Stored entries

⟨

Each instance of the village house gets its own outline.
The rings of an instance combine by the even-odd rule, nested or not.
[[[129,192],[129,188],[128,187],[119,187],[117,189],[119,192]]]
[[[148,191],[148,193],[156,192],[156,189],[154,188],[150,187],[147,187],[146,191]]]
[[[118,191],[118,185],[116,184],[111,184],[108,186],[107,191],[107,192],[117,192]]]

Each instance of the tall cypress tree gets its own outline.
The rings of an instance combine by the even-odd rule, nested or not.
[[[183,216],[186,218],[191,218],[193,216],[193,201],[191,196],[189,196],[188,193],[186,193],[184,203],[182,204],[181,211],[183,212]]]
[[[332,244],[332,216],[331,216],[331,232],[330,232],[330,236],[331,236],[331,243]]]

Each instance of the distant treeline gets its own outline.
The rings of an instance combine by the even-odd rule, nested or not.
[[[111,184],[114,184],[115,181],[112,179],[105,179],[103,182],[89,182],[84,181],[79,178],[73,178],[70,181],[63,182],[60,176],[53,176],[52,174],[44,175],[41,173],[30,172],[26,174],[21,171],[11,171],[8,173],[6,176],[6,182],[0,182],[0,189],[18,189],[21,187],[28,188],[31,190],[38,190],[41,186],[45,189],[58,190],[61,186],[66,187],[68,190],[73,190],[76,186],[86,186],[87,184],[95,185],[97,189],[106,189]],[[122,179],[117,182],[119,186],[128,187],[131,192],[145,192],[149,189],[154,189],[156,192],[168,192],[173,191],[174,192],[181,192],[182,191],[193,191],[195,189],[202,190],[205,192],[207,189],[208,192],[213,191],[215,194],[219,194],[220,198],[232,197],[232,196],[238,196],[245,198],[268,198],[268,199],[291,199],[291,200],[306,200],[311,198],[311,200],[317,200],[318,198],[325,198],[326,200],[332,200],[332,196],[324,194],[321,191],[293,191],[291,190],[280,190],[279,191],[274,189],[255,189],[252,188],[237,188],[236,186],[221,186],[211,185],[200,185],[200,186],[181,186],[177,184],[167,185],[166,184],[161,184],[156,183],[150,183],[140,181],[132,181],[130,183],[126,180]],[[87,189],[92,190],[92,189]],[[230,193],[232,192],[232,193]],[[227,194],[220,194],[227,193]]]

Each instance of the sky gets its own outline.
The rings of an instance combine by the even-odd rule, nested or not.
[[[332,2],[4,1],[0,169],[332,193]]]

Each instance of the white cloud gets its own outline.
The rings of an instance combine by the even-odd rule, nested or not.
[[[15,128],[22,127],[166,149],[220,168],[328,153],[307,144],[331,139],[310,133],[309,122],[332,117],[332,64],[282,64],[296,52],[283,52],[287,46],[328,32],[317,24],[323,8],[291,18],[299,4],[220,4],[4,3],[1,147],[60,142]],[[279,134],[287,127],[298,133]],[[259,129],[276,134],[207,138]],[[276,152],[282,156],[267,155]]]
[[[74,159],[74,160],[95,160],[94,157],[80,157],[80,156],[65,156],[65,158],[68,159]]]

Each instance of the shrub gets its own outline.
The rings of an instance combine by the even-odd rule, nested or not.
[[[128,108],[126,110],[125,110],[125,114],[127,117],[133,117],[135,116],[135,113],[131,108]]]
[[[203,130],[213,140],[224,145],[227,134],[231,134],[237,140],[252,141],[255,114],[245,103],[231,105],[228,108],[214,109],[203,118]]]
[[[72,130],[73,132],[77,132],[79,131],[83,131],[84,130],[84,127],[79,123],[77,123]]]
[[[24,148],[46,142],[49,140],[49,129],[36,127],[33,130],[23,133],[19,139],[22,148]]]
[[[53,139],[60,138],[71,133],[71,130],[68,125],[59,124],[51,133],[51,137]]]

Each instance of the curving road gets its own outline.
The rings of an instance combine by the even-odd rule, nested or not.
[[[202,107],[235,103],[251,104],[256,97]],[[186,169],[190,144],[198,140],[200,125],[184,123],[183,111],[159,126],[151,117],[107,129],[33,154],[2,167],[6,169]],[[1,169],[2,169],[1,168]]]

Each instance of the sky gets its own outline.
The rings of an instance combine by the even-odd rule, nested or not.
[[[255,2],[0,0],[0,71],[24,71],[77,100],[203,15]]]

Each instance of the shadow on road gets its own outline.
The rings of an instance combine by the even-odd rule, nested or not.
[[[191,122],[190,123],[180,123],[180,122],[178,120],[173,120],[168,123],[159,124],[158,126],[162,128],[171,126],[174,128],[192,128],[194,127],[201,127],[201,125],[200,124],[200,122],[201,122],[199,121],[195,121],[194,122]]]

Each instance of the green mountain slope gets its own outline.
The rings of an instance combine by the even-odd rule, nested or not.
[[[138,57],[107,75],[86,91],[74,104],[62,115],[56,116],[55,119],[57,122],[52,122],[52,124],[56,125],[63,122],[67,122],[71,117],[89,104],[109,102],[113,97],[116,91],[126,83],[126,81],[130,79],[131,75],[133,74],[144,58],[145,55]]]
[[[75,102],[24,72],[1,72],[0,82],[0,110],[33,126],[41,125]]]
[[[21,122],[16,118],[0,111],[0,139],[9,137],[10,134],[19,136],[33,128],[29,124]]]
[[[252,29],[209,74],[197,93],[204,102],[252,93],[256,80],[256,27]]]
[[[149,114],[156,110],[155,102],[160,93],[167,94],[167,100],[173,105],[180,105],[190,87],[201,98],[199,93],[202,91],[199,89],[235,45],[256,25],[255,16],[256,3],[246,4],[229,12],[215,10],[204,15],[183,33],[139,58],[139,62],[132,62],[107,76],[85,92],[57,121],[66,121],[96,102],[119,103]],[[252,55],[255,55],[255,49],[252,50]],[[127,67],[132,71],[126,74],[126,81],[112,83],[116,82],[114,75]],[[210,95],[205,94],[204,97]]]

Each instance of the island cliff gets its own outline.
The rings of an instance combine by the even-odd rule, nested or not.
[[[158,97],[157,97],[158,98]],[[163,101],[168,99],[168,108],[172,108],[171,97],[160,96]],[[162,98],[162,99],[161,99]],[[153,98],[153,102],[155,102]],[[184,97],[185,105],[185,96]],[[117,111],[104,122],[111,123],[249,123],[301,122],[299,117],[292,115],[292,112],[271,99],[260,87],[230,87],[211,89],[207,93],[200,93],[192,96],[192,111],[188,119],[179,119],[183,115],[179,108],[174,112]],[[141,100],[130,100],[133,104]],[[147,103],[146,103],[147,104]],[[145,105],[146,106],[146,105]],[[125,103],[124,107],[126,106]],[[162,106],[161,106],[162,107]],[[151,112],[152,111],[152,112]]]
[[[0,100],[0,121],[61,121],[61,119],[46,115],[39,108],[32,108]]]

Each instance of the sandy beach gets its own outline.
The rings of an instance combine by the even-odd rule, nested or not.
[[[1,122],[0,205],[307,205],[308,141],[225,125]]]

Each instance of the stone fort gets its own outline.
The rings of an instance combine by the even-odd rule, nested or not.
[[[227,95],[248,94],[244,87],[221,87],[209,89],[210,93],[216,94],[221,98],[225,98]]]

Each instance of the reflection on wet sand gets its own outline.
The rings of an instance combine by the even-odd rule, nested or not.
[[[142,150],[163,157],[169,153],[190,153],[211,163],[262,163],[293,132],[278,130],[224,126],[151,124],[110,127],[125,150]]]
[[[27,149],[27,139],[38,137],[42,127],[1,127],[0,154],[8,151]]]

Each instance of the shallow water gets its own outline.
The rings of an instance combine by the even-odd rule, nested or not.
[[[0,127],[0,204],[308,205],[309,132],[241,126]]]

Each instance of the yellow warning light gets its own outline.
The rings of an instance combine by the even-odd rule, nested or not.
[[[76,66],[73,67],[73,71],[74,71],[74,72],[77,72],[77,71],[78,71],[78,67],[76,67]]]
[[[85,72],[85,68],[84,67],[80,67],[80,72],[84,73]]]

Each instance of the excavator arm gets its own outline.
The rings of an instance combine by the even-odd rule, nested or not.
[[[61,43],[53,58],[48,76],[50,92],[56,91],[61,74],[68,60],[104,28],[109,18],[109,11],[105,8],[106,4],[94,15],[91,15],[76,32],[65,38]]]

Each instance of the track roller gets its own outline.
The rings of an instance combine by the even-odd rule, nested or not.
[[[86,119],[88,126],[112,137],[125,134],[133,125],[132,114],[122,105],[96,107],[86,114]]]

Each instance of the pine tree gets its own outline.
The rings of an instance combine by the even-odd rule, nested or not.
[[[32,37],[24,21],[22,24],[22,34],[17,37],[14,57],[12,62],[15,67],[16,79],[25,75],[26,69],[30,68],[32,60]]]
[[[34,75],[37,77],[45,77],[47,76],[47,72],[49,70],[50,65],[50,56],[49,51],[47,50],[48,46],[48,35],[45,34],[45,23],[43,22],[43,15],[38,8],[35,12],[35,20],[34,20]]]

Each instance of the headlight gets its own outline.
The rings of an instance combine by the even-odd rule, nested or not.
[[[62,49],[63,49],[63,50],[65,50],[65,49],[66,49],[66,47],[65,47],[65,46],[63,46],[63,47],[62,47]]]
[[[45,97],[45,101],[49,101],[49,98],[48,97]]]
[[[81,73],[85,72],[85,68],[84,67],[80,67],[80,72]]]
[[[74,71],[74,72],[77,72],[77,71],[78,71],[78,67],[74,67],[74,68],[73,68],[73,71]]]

⟩

__DESCRIPTION OF THE TASK__: Lay out the material from the line containing "Each instance of the shallow" through the line containing "[[[0,127],[0,204],[308,205],[309,132],[241,126]]]" as a JSON list of strings, one string per line and no blank lines.

__OUTPUT OF THE EXERCISE__:
[
  "Each instance of the shallow water gets its own outline.",
  "The rings of an instance combine by the even-odd rule, nested or not.",
  "[[[0,127],[0,204],[308,205],[309,132],[241,126]]]"
]